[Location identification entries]
────

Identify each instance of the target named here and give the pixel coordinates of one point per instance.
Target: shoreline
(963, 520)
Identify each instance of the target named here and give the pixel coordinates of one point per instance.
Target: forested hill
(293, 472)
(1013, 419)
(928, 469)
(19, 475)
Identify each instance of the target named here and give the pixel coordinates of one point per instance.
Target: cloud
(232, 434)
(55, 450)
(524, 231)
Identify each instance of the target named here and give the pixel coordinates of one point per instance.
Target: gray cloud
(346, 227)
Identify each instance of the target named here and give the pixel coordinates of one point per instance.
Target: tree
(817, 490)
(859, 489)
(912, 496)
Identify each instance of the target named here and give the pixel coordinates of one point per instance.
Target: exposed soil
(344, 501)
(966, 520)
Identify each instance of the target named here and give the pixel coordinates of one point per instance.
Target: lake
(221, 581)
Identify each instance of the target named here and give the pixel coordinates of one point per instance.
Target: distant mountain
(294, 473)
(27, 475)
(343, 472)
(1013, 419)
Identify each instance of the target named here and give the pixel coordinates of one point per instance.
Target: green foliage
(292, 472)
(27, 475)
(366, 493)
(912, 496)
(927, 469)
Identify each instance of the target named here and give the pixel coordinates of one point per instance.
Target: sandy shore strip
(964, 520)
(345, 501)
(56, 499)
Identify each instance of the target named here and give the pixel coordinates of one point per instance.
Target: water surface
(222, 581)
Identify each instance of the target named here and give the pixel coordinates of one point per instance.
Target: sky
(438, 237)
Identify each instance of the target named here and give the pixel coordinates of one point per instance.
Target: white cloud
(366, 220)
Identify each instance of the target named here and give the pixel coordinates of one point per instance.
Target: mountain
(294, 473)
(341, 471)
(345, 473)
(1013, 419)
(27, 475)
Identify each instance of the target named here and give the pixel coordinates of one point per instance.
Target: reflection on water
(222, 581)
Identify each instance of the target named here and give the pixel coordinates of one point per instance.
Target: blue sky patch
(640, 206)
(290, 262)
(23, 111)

────

WORK INSTRUCTIONS:
Reproduce the records above exactly as they appear.

PROBLEM SOLUTION:
Identify each instance of the target named here and give the pixel coordinates of one point per instance.
Target: shoreline
(963, 520)
Identify each instance of the target named here and give the pixel coordinates of one point per instance.
Target: forested hill
(293, 472)
(1013, 419)
(928, 469)
(19, 475)
Identify each instance of the target named here and give the pixel coordinates of one point per instance.
Target: cloud
(232, 434)
(55, 450)
(524, 231)
Identify each instance of the target named here and give the pixel coordinates of one point per instance.
Target: gray cloud
(346, 227)
Identify each instance of the target named here and give the pixel coordinates of one point per instance.
Target: tree
(817, 490)
(859, 489)
(912, 496)
Identify each instance of the target named here and give the pixel coordinates of one point per instance.
Target: exposed soil
(344, 501)
(966, 520)
Identify each instance of the target named here and give the pixel coordinates of one point per instance.
Target: lake
(221, 581)
Identify each instance of the target named here and give the pixel coordinates of one point per instance.
Target: distant mountain
(294, 473)
(27, 475)
(343, 472)
(1013, 419)
Identify each instance of the target named here and give the pixel coordinates of one point per instance.
Target: green foliage
(292, 472)
(27, 475)
(366, 493)
(912, 496)
(927, 469)
Identify each instance of the target named here and give the pixel coordinates of one point per instance.
Target: sandy shore strip
(964, 520)
(345, 501)
(56, 499)
Identify each instance of the target named here and give the pixel coordinates of one point per instance.
Target: water surface
(222, 581)
Identify each instance of the target named here and give the pixel coordinates of one point per instance.
Target: sky
(438, 237)
Identify each instance of the target named here and give the pixel coordinates of one point per instance.
Target: white cloud
(366, 220)
Identify each instance of the target named here and give the pixel coordinates of one point per instance.
Target: mountain
(294, 473)
(341, 471)
(345, 473)
(1013, 419)
(27, 475)
Identify each instance of the target named here and give the pixel coordinates of one point per instance.
Target: reflection on water
(222, 581)
Identify each instance of the target named here and give the pixel coordinates of one point per instance.
Target: blue sky patch
(640, 206)
(290, 262)
(23, 111)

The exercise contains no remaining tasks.